■ **Requirements**
Copy the records word for word from the very first line through the line that contains "[[124,99],[124,97],[108,97],[106,99],[106,102],[117,102]]", and include that line.
** START OF Records for the task **
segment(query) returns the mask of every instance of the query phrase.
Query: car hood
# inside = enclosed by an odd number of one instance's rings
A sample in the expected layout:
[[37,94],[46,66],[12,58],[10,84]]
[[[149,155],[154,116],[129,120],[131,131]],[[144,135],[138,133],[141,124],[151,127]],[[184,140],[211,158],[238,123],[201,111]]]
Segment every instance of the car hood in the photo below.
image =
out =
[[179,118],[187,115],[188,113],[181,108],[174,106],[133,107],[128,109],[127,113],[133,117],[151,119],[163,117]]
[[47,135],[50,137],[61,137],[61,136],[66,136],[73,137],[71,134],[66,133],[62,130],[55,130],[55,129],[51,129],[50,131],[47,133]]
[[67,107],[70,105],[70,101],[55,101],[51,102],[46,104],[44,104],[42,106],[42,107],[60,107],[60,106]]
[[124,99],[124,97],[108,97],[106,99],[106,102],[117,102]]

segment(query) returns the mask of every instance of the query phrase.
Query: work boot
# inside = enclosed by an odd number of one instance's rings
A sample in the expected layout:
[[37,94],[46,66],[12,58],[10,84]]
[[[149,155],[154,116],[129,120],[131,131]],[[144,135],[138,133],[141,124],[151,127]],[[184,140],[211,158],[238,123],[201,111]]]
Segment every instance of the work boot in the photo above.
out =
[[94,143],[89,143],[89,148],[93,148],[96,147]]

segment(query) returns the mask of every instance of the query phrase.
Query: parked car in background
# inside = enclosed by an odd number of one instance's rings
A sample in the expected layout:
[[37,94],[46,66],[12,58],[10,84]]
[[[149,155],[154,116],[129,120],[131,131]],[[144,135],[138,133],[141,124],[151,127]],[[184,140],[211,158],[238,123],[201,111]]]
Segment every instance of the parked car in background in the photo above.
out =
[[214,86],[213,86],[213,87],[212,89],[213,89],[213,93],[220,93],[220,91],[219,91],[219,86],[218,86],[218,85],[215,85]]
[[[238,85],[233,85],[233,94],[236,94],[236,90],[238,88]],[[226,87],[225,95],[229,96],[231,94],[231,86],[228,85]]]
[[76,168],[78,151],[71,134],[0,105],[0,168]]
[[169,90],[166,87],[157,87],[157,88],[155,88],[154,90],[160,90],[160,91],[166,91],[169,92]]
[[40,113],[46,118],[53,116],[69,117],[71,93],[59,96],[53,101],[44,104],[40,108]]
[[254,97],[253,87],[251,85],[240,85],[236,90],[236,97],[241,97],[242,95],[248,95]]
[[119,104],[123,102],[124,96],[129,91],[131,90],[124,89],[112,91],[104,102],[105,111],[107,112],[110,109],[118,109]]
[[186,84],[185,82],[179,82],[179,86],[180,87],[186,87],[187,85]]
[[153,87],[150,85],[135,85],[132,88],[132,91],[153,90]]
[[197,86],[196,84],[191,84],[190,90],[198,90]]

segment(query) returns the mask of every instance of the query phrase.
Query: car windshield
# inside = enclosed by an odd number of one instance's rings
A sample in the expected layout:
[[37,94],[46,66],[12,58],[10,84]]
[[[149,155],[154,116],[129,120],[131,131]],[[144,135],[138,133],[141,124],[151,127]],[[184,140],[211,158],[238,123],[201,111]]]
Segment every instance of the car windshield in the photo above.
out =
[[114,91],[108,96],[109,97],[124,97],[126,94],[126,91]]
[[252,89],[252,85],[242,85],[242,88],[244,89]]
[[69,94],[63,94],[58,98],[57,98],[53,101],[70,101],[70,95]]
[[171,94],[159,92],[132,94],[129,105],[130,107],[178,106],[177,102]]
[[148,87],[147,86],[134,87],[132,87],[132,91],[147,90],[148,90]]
** END OF Records for the task **
■ **Result for this exercise**
segment(query) returns the mask of every instance of the query phrase.
Query: car hood
# inside = enclosed by an odd number of one instance's rings
A sample in the expected layout:
[[37,94],[46,66],[12,58],[10,84]]
[[[149,155],[154,116],[129,120],[131,131]],[[144,135],[138,133],[141,124],[151,127]],[[184,140],[211,158],[238,123],[201,111]]]
Segment every instance of the car hood in the photo below.
image =
out =
[[179,118],[187,115],[188,113],[181,108],[174,106],[133,107],[128,109],[127,113],[133,117],[151,119],[163,117]]
[[47,135],[50,137],[61,137],[61,136],[66,136],[73,137],[71,134],[66,133],[62,130],[55,130],[55,129],[51,129],[50,131],[47,133]]
[[67,107],[70,105],[70,101],[55,101],[51,102],[46,104],[44,104],[42,106],[42,107],[60,107],[60,106]]
[[124,99],[124,97],[108,97],[106,99],[106,102],[117,102]]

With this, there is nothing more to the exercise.